● Activity 1
Decide whether each statement agrees with the article below on the Cook County ADA appeal, answering yes or no and quoting the deciding words. (a) The Seventh Circuit upheld the district court's partial summary judgment. (b) The case was sent back for a trial on the merits. (c) The class-action lawsuit had five plaintiffs.
● Activity 2
Answer these questions from the article below on the Cook County ADA appeal.
(a) On what date did the Seventh Circuit vacate the order?
(b) What two structural barriers at the courthouses do the plaintiffs point to?
(c) What set off the combination sink and toilet in the holding cells?
● Activity 3
Write the next part of the article below on the Cook County ADA appeal, starting after its final sentence.

● Reading passage
- Opening Delimiter -

Skip navigation
Prisoner Education Guide

Seventh Circuit Vacates ADA Summary 
Judgment Against Cook County Sheriff

by Derek Gilna

On July 30, 2018, the Seventh Circuit Court of Appeals vacated a partial summary judgment order issued by a district court that found the Sheriff of Cook County, Illinois liable for various violations of Title II of the Americans with Disabilities Act (ADA).

After holding an evidentiary hearing on the issue of liability and injunctive relief, the district court had referred the remaining issues to a jury to determine damages. [See: PLN, Dec. 2017, p.56]. The appellate court set that order and the jury verdicts aside, and remanded the case for a trial on the merits.

As noted in the Seventh Circuit’s opinion, the five plaintiffs in the class-action lawsuit “contend that Cook County and Thomas J. Dart, the Sheriff, failed to provide reasonable modifications with respect to two structural barriers at the courthouses: ramps and bathroom facilities. In order to access the courthouses for their monthly appearances, the [incarcerated] plaintiffs had to traverse steep entrance and exit ramps in their wheelchairs. Once inside, they waited in holding cells until their cases were called, which could take several hours. The holding cells contained bathroom facilities – typically a combination sink and toilet, set off by a translucent ‘privacy screen.’”

- Closing Delimiter -

[Stored data]
- Opening Delimiter -

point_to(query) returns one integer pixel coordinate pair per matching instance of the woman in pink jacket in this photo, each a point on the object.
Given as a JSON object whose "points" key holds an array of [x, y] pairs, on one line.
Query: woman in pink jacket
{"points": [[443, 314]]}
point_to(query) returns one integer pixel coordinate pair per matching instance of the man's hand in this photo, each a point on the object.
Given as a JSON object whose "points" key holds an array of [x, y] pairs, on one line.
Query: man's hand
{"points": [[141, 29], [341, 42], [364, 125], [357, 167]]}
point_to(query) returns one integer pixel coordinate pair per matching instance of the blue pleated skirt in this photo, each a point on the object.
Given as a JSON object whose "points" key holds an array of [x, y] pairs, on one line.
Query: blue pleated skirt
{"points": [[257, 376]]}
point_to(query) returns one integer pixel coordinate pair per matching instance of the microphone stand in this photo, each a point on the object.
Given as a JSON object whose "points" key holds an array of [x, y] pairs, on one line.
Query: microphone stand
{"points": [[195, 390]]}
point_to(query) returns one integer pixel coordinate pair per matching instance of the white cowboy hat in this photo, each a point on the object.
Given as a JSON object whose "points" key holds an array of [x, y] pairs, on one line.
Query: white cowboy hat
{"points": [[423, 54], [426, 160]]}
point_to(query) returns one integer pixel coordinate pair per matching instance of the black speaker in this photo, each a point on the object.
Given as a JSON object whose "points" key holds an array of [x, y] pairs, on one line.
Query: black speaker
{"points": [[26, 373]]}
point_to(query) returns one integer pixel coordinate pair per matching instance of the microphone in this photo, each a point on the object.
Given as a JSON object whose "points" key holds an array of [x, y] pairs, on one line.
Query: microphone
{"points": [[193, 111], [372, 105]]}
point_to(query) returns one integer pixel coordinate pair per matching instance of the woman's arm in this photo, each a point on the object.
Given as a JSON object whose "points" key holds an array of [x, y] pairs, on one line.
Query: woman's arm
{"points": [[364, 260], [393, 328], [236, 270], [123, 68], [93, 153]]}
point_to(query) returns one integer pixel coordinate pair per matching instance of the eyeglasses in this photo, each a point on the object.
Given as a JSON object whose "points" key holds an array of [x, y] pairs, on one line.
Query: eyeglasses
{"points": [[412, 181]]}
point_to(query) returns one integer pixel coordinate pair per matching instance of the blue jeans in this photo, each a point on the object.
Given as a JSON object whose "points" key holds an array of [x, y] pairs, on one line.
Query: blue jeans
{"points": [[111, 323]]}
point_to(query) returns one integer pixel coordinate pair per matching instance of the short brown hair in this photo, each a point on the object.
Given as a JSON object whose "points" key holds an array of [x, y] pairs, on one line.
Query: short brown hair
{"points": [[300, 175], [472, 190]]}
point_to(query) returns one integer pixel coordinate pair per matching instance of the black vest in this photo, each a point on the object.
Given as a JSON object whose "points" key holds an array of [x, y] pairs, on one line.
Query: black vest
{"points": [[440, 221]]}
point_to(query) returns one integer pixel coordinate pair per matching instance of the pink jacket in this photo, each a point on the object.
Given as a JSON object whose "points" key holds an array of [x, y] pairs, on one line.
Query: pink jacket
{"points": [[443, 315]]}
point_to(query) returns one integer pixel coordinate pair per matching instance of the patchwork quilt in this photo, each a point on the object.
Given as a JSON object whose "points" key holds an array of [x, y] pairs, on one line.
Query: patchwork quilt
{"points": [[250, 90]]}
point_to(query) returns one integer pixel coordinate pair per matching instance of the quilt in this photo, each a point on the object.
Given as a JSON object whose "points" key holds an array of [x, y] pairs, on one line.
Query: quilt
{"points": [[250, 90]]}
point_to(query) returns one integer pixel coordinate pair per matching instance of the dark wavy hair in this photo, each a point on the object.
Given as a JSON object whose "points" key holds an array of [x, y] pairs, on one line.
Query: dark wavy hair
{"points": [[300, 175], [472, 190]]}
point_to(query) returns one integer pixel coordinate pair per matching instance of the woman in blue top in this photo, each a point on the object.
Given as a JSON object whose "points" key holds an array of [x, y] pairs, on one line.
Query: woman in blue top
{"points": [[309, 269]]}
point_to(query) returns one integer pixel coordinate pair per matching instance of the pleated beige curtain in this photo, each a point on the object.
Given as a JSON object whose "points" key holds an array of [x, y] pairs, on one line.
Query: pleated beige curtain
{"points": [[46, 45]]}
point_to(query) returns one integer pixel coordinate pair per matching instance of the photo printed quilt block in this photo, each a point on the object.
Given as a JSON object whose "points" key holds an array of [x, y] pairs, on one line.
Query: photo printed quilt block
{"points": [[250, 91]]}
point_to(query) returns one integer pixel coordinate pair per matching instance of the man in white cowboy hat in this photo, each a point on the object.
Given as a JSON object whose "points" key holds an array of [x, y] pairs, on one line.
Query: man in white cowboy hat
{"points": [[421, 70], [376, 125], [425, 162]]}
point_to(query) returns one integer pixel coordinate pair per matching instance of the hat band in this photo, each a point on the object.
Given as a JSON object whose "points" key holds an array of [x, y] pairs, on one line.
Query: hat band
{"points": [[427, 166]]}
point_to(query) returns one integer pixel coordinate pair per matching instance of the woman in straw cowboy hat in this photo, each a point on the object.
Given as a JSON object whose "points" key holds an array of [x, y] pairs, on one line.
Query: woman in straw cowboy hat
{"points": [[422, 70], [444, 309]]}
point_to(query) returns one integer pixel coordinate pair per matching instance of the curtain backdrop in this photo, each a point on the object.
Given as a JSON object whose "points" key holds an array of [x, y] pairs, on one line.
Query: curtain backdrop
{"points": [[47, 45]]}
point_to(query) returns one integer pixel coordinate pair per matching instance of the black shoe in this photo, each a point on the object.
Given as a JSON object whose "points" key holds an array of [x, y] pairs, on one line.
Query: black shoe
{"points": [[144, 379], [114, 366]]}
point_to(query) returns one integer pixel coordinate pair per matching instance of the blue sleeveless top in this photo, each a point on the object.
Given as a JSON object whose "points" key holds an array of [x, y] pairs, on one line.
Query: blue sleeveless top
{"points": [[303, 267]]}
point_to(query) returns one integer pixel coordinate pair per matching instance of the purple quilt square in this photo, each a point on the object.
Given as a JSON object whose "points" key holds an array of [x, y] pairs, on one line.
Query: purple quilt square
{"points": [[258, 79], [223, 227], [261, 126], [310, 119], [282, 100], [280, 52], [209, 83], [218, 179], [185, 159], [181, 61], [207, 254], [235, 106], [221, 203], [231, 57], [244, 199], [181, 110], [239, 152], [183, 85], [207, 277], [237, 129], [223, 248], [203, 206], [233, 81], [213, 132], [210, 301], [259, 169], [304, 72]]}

- Closing Delimiter -

● Task response 1
(a) No: "vacated a partial summary judgment order issued by a district court"
(b) Yes: "remanded the case for a trial on the merits"
(c) Yes: "the five plaintiffs in the class-action lawsuit"

● Task response 2
(a) July 30, 2018
(b) Ramps and bathroom facilities
(c) A translucent "privacy screen"

● Task response 3
The district court found the defendants “had not consistently helped wheelchair-using detainees maneuver the ramps. It also found that the plaintiffs’ ‘witnesses consistently and credibly [had] testified to being unable to use the toilet facilities or being able to do so only with great difficulty, even when provided with a commode chair.’ The court further found that commode chairs were not provided, and the alternative policy of escorting detainees to public restrooms was not implemented, until mid-2014 – after the plaintiffs’ claims arose. Therefore, the court concluded that the ‘defendants have, in the past, violated plaintiffs’ rights pursuant to the ADA.’”

The accessibility claims related to ramps and bathroom facilities were raised against six courthouses in Cook County. The jury trials ordered by the district court to determine damages resulted in awards of $600 for one plaintiff and $0 for two other plaintiffs; a fourth plaintiff entered into a private settlement, while the fifth plaintiff agreed to a $0 judgment. The case was mainly brought to obtain injunctive relief, not monetary damages.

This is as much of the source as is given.